(Information given Opens)

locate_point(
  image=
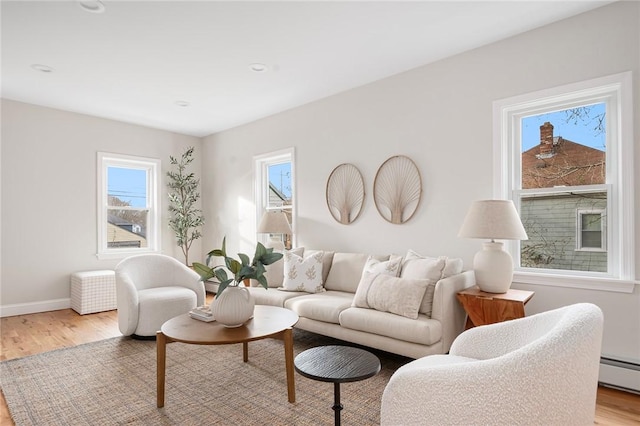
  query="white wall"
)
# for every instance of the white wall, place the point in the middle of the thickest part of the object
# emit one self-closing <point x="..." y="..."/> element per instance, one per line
<point x="440" y="115"/>
<point x="49" y="198"/>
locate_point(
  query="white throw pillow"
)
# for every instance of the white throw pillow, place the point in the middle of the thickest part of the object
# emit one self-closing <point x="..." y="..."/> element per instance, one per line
<point x="429" y="268"/>
<point x="452" y="266"/>
<point x="385" y="293"/>
<point x="274" y="273"/>
<point x="389" y="267"/>
<point x="303" y="274"/>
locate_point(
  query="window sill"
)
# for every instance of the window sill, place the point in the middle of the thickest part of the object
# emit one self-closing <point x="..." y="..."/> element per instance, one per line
<point x="571" y="281"/>
<point x="119" y="255"/>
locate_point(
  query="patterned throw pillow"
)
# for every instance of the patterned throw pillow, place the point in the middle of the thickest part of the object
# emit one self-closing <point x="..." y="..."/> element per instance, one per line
<point x="416" y="266"/>
<point x="303" y="274"/>
<point x="400" y="296"/>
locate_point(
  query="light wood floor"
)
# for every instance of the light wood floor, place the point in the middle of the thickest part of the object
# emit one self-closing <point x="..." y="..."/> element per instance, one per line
<point x="31" y="334"/>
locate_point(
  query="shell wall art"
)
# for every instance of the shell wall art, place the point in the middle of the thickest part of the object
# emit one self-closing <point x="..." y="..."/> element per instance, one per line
<point x="345" y="193"/>
<point x="397" y="189"/>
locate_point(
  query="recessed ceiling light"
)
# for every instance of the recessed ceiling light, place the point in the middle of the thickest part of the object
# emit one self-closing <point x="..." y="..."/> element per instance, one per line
<point x="93" y="6"/>
<point x="42" y="68"/>
<point x="258" y="67"/>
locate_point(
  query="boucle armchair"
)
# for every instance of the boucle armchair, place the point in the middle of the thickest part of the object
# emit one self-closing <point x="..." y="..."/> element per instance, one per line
<point x="151" y="289"/>
<point x="538" y="370"/>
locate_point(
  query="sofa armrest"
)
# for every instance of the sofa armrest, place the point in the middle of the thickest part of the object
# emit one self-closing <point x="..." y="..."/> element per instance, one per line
<point x="446" y="307"/>
<point x="127" y="303"/>
<point x="188" y="278"/>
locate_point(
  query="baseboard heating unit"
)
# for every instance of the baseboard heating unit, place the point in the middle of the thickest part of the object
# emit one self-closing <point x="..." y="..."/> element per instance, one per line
<point x="624" y="375"/>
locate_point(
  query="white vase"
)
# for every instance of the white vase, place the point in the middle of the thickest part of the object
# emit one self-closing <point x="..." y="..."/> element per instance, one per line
<point x="233" y="307"/>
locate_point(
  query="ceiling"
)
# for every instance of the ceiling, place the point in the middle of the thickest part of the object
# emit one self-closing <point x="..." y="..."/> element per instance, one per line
<point x="141" y="61"/>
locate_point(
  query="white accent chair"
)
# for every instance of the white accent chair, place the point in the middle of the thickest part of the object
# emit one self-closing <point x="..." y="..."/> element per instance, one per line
<point x="151" y="289"/>
<point x="537" y="370"/>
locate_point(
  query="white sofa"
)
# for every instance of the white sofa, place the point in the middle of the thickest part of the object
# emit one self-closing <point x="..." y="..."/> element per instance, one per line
<point x="538" y="370"/>
<point x="331" y="311"/>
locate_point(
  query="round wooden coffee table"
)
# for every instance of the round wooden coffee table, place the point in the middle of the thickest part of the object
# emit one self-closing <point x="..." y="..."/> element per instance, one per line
<point x="337" y="364"/>
<point x="267" y="322"/>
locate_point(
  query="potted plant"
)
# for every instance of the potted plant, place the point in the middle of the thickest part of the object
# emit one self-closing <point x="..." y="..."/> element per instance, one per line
<point x="186" y="218"/>
<point x="235" y="305"/>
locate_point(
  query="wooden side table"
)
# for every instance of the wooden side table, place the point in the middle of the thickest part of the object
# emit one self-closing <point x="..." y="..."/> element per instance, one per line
<point x="487" y="308"/>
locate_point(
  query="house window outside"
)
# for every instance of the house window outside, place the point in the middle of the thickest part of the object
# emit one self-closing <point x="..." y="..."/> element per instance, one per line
<point x="591" y="231"/>
<point x="274" y="176"/>
<point x="564" y="156"/>
<point x="127" y="205"/>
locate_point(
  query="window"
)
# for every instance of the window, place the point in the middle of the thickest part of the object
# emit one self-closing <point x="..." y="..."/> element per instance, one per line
<point x="564" y="156"/>
<point x="127" y="205"/>
<point x="590" y="234"/>
<point x="274" y="179"/>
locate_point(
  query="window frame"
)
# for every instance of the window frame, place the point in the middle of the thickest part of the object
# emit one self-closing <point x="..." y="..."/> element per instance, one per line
<point x="616" y="92"/>
<point x="261" y="188"/>
<point x="152" y="167"/>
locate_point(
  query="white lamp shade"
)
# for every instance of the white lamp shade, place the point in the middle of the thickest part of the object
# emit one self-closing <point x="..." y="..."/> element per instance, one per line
<point x="274" y="223"/>
<point x="493" y="219"/>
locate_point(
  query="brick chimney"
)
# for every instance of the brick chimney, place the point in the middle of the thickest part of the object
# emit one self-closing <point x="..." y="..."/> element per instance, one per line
<point x="546" y="139"/>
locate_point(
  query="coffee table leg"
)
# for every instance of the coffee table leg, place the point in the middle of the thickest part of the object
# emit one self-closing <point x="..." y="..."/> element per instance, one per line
<point x="337" y="407"/>
<point x="161" y="345"/>
<point x="287" y="337"/>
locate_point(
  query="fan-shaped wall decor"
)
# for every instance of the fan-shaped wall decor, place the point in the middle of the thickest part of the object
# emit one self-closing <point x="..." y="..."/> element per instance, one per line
<point x="397" y="189"/>
<point x="345" y="193"/>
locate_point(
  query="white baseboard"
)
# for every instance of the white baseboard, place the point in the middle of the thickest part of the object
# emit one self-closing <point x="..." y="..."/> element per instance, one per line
<point x="619" y="375"/>
<point x="34" y="307"/>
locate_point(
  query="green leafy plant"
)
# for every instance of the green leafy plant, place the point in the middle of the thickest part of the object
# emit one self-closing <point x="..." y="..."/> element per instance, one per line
<point x="242" y="269"/>
<point x="186" y="218"/>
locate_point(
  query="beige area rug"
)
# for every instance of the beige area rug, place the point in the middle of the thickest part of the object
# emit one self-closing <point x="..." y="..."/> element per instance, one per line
<point x="113" y="382"/>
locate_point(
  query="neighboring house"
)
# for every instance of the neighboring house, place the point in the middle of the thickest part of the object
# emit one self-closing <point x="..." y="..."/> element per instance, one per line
<point x="277" y="200"/>
<point x="566" y="229"/>
<point x="121" y="233"/>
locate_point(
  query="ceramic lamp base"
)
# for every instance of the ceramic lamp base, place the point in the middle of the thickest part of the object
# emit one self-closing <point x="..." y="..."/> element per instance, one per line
<point x="493" y="268"/>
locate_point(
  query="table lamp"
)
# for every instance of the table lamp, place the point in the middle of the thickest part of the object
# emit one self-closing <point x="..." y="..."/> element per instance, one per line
<point x="274" y="223"/>
<point x="493" y="219"/>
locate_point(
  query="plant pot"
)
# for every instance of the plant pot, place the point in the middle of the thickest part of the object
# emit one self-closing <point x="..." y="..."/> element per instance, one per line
<point x="233" y="307"/>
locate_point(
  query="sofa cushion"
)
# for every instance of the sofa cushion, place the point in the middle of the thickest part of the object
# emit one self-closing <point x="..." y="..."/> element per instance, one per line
<point x="346" y="271"/>
<point x="274" y="273"/>
<point x="272" y="296"/>
<point x="303" y="273"/>
<point x="452" y="266"/>
<point x="419" y="267"/>
<point x="400" y="296"/>
<point x="324" y="307"/>
<point x="423" y="330"/>
<point x="327" y="258"/>
<point x="388" y="267"/>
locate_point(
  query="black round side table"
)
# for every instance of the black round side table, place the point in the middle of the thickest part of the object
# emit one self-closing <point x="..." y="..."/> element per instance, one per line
<point x="337" y="364"/>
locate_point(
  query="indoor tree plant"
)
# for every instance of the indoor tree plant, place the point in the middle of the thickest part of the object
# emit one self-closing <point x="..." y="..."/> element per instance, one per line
<point x="186" y="218"/>
<point x="235" y="305"/>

(Information given Closes)

What this task involves -
Look above for the line with "# for every instance of the white throw" and the line with "# for every instance of the recessed"; transcribe both and all lines in between, exactly, and nothing else.

Task response -
# for every instance of the white throw pillow, place the point in the middle of the thickest part of the object
# emit one self-closing <point x="..." y="..."/> element per instance, one per line
<point x="429" y="268"/>
<point x="452" y="266"/>
<point x="385" y="293"/>
<point x="274" y="273"/>
<point x="389" y="267"/>
<point x="303" y="274"/>
locate_point(
  query="window sill"
)
# for every instance of the window sill, place the point in the middle of the thickest part of the object
# emit one self-closing <point x="..." y="..."/> element per instance, one per line
<point x="571" y="281"/>
<point x="119" y="255"/>
locate_point(
  query="patterned throw pillow"
)
# for every instance of the patterned throw pillow, place the point in the middle of the thickest part of the object
# emit one self-closing <point x="..." y="..."/> element per instance, one per line
<point x="416" y="266"/>
<point x="303" y="274"/>
<point x="400" y="296"/>
locate_point(
  query="light wood floor"
)
# for every instance of the light wood floor, place the point in the middle of the thickest part of the object
# emit one self-closing <point x="..." y="..."/> element per instance, one per line
<point x="31" y="334"/>
locate_point(
  query="shell wall art"
)
# for every instance of the shell wall art, place the point in the middle of the thickest part of the object
# emit one self-closing <point x="..." y="..."/> element per instance, one per line
<point x="345" y="193"/>
<point x="397" y="189"/>
locate_point(
  query="recessed ceiling light"
)
# for every instance of the recessed ceiling light, place the point in the middle of the thickest part of the object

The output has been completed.